**TASK GOAL:**
Extract every line of the data below that contains the string "vertices".

**SOURCE DATA:**
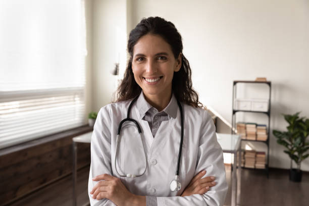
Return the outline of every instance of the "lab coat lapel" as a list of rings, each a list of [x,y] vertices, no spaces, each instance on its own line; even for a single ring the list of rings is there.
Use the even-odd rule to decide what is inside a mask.
[[[143,138],[144,142],[146,143],[145,144],[147,145],[147,152],[148,152],[149,151],[150,151],[151,145],[152,144],[152,142],[153,141],[153,136],[152,136],[152,134],[151,133],[150,128],[149,127],[148,122],[146,121],[141,119],[141,114],[139,113],[139,111],[136,106],[135,107],[134,111],[135,112],[134,113],[134,115],[135,116],[135,118],[136,120],[138,120],[138,122],[140,127],[141,127],[142,137]]]

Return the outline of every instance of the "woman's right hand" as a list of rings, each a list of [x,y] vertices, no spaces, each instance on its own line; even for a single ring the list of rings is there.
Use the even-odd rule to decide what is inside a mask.
[[[210,187],[216,185],[216,182],[214,182],[215,177],[214,176],[201,179],[205,174],[206,171],[204,170],[193,177],[181,196],[183,197],[195,194],[203,194],[208,191]]]

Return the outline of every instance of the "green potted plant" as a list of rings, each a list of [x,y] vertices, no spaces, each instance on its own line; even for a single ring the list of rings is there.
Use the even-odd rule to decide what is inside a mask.
[[[300,170],[301,162],[309,156],[306,151],[309,149],[309,141],[306,139],[309,135],[309,119],[299,117],[299,112],[293,115],[283,114],[289,125],[287,131],[274,130],[273,134],[277,137],[277,142],[284,146],[287,149],[284,152],[291,159],[290,180],[294,182],[301,181],[302,172]],[[294,161],[297,168],[292,168]]]
[[[97,116],[97,113],[96,112],[91,112],[89,113],[88,115],[88,123],[89,123],[89,126],[93,127],[93,125],[94,125],[96,116]]]

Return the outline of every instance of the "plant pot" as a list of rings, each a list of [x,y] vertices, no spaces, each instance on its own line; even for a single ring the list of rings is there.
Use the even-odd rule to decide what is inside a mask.
[[[290,180],[293,182],[299,182],[301,181],[302,172],[300,170],[291,169],[290,170]]]
[[[95,122],[95,119],[88,119],[88,123],[89,124],[89,126],[90,127],[93,127],[93,125],[94,125],[94,122]]]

**FINISHED ANSWER:**
Return the outline of every instance of the "lab coat lapel" as a list of rings, each a list of [x,y] vertices, no spaces, each instance on its own line; even for a single ring the list of rings is there.
Return the outline of every instance of the "woman's right hand" as a list of rings, each a list of [x,y] vertices, no spaces, each instance on its own line; even for a single ring the list of rings is there.
Return the outline of every instance of the "green potted plant" as a list of rings, each a list of [x,y] vertices, no spaces, each instance on its own line; even for a single ring the list of rings is there.
Return the outline of every instance of the "plant pot" as a list of rings, each a list of [x,y] vertices, no spaces, each instance on its own line; even for a single ring the list of rings is there.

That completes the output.